- GIVEN INSTRUCTION
Put the lines of the records into a numbered list, starting at the line that contains "the woman's eyebrow" and ending at the last line of the records. Leave out any blank lines.

- EXTRACTED DATA
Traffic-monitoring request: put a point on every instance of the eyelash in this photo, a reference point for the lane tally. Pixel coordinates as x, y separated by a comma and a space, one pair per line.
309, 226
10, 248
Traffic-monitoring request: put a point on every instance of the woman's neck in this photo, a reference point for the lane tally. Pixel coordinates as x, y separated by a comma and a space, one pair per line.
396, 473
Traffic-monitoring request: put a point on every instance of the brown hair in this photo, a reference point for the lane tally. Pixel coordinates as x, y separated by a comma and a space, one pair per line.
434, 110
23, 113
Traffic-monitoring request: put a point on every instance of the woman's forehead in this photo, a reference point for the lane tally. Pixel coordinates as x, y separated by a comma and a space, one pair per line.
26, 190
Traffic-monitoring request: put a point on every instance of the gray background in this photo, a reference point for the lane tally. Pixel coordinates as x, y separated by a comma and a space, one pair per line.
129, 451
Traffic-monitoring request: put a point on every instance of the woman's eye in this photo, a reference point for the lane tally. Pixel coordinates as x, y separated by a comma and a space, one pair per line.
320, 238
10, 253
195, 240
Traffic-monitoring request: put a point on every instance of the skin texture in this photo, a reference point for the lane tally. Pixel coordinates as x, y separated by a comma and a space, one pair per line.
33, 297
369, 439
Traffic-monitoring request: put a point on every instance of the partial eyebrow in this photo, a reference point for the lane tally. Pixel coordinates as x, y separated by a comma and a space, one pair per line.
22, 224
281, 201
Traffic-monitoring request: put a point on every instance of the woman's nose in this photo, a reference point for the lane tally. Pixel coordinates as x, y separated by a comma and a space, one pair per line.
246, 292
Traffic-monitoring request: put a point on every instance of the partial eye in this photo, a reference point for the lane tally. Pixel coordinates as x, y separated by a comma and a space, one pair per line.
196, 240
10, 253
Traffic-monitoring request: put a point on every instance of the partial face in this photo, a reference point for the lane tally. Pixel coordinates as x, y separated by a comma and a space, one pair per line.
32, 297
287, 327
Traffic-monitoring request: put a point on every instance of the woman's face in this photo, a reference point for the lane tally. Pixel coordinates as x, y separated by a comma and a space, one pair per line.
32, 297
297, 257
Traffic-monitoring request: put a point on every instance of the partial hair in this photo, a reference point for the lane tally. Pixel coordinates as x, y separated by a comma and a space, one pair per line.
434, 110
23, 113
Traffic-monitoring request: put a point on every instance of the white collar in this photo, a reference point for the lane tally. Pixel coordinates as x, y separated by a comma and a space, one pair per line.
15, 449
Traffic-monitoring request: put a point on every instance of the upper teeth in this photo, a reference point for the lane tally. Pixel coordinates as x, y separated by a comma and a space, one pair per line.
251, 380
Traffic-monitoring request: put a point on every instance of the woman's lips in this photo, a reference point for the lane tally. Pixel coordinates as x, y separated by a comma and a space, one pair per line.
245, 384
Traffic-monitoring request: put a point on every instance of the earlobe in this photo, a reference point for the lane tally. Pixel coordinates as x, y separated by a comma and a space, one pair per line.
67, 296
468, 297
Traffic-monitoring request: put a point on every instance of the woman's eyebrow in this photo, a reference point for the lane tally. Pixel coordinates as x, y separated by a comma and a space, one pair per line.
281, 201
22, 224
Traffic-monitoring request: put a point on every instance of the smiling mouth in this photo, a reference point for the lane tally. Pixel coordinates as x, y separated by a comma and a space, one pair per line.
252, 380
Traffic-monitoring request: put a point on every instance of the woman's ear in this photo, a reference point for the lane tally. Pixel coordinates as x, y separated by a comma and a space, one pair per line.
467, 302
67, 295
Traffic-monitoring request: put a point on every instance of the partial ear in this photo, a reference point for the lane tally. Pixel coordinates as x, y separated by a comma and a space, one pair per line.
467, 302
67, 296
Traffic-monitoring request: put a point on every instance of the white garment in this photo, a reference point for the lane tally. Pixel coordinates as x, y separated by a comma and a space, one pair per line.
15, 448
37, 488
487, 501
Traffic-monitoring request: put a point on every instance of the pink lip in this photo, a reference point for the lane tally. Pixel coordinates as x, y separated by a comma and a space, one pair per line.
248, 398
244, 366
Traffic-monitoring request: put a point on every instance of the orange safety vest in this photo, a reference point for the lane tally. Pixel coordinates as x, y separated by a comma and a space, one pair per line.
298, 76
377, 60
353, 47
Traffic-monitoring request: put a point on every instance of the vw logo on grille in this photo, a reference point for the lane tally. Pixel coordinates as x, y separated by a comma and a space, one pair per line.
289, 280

- RESULT OF THIS TASK
1. Traffic-monitoring request: put a point on every instance of the woman's eyebrow in this photo, a reference point for the lane tally. Pixel coordinates as x, y separated by a comma and a space, one pair per line.
2. 281, 201
3. 22, 224
4. Traffic-monitoring request: put a point on every instance of the smiling mouth in this photo, a reference point for the lane tally. Pixel coordinates as x, y separated by a comma and a space, one pair per line.
5. 252, 380
6. Traffic-monitoring request: put a point on every instance of the woman's ear in this photo, a reference point for the lane tally. Pixel coordinates as x, y separated by a comma and a space, one pair per line.
7. 467, 302
8. 67, 295
9. Traffic-monitoring request: put a point on every instance of the partial ear in this photo, a reference point for the lane tally. Pixel coordinates as x, y separated by a comma and a space, one pair per line.
10. 467, 302
11. 67, 296
12. Traffic-monitoring request: put a point on every instance of the white garment in this photo, a reference point for the lane tally. Pixel coordinates as x, y separated by a comma and a space, one pair per line.
13. 15, 448
14. 37, 488
15. 487, 501
16. Traffic-monitoring request: put a point on every instance of the pink lip in this photo, a reference point for the lane tally. Pixel coordinates as x, y separated by a comma and a space, one pair per line.
17. 248, 398
18. 244, 366
19. Traffic-monitoring request: put a point on every instance of the orange safety vest in this photo, a reference point for the lane tally. Pixel coordinates as x, y separated by a comma and a space, one pair per line.
20. 298, 76
21. 377, 60
22. 353, 47
23. Traffic-monitoring request: put a point on every instance of the vw logo on grille in this photo, a reference point for the lane tally. Pixel coordinates as x, y separated by a comma and a space, one pair per line.
24. 289, 280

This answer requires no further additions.